Re: adding {}s to grammar to address I18N-ISSUE-189

On Sun, Oct 7, 2012 at 5:32 AM, Eric Prud'hommeaux <eric@w3.org> wrote:
> The LC grammar includes a LANGTAG production
>
>   [144s] LANGTAG ::= '@' [a-zA-Z]+ ('-' [a-zA-Z0-9]+)*
>
> which doesn't match the one in BCP 47
>
>          obs-language-tag = primary-subtag *( "-" subtag )
>          primary-subtag   = 1*8ALPHA
>          subtag           = 1*8(ALPHA / DIGIT)
>
> (Basically, Turtle is too liberal in what it permits in a LANGTAG.)
> The proposal from I18N was to reference
>   http://tools.ietf.org/html/bcp47#section-2.1
> which could mean one of:
>
> 1 remove the production rule and include instead (coursly) href the bcp47 defn.
> 2 preserve our production and href the bcp47 rule informatively
> 3 preserve our production and href the bcp47 rule normatively
> 4 align our production and href the bcp47 rule normatively
>
> I've mocked up #4 in the editor's draft (my pref). See the last
> sentence of
> http://www.w3.org/2011/rdf-wg/wiki/I18n-Comments#189:_.5BS.5D_reference_obs-language-tag_instead_of_defining_your_own
> for all the links.

______

In the message about the LANGTAG grammar rule, which of the four options was mocked up in the editor's draft?

SUPPLIED INFORMATION
______

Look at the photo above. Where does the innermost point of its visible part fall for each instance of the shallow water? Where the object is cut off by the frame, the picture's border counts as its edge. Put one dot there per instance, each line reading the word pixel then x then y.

______

TASK ANSWER
Option 4: align the production and reference the BCP 47 rule normatively.